Entries from a dataset:
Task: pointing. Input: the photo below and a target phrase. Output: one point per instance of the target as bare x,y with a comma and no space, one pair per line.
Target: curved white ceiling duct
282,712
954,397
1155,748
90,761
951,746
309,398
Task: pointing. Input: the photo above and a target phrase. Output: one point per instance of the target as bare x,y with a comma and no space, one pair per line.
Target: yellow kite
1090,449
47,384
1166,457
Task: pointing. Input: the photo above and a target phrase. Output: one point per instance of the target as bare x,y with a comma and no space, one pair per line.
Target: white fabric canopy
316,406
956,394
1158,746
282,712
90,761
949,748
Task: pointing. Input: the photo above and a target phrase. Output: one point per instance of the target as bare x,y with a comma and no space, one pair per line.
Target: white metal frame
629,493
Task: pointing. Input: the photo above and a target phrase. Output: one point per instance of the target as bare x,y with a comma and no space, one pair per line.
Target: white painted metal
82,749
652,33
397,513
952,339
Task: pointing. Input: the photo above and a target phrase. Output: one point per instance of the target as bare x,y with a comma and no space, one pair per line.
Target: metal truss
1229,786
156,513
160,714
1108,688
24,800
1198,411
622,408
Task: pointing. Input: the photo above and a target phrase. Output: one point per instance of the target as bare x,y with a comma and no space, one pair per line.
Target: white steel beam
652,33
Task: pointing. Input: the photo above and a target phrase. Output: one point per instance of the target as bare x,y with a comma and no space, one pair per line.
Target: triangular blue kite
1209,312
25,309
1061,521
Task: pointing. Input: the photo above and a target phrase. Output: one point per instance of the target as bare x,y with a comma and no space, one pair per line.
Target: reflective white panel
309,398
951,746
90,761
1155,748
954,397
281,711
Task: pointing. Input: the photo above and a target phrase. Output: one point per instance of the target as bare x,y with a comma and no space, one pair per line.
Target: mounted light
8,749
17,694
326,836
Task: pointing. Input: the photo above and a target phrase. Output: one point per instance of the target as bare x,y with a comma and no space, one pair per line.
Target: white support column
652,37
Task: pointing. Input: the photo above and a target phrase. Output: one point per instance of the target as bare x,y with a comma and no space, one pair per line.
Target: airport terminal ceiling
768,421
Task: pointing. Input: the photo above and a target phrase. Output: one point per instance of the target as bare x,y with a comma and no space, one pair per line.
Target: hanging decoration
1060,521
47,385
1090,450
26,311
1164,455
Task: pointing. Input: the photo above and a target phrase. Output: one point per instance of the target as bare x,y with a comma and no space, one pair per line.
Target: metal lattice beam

- **The task**: What is needed here is an exact reproduction of all the entries.

- **Result of the task**:
Task: pointing. Input: the photo below and a target phrase. Output: one point per instance of the target as bare x,y with a comma and no space, one pair per line.
Target: curved white ceiling duct
282,712
954,397
1155,748
90,761
951,746
309,398
Task: pointing. Input: the photo above and a target phrase. Output: one point per instance of the target as bare x,y with a comma and no space, one pair per line.
Target: yellow kite
1090,449
47,384
1166,457
Task: pointing. Input: the photo above and a target phrase. Output: one point per instance of the target as bare x,y with a comma and no space, one pair per line.
Target: white fabric canopy
316,406
956,394
1158,746
282,712
90,761
949,748
Task: pointing. Input: the photo above and a target phrase. Output: one point per instance of the target as bare x,y with a comma and no space, one pair per line.
Target: white metal frame
629,493
Task: pointing. Input: the photo above and a target phrase. Output: one point per instance of the target as bare x,y with a comma and no space, one pair per line.
Target: white painted metal
82,749
652,33
397,513
952,339
Task: pointing. Input: the photo above and a target phrase. Output: one point per instance of the target as bare x,y with a comma and no space, one pair per line.
Target: metal truss
1229,786
156,513
160,714
1108,688
24,800
1198,411
622,408
Task: pointing. Input: the photo above and a target phrase. Output: one point per instance of the target as bare x,y with a comma and no space, one pair per line.
Target: white steel beam
652,33
Task: pointing. Input: the photo above and a target phrase. Output: one point per instance of the target as bare x,y with a comma and no space, one pair per line.
Target: triangular blue kite
1209,312
25,309
1061,521
Task: pointing. Input: the photo above and a target phrase. Output: one point per instance of the target as bare x,y with a comma and no space, one pair per line.
Target: reflective white panel
309,398
951,746
90,761
1155,748
954,397
281,711
Task: pointing. Input: the photo above and a target phrase. Output: one point per instance of the target as bare x,y with a comma and no space, one pair per line.
Target: mounted light
8,749
17,694
326,836
Task: pointing. Input: the photo above and a target phrase. Output: one point per instance of the target as bare x,y with a comma and no space, one pair per line.
Target: white support column
652,37
Task: pointing. Input: the photo above and a target phrase. Output: one point per instance of the target as bare x,y with a comma and no space, one pair per line.
Target: airport terminal ceiling
768,421
Task: pointing. Input: the photo above and a target phrase. Output: one point per instance of the target as bare x,y with a comma and no space, one pair per line.
Target: hanging decoration
1060,521
47,385
1090,450
26,311
1164,455
Task: pointing. Input: the photo above and a target phrase. Output: one point per instance of the target as bare x,y with a comma and no space, one pair per line.
Target: metal lattice beam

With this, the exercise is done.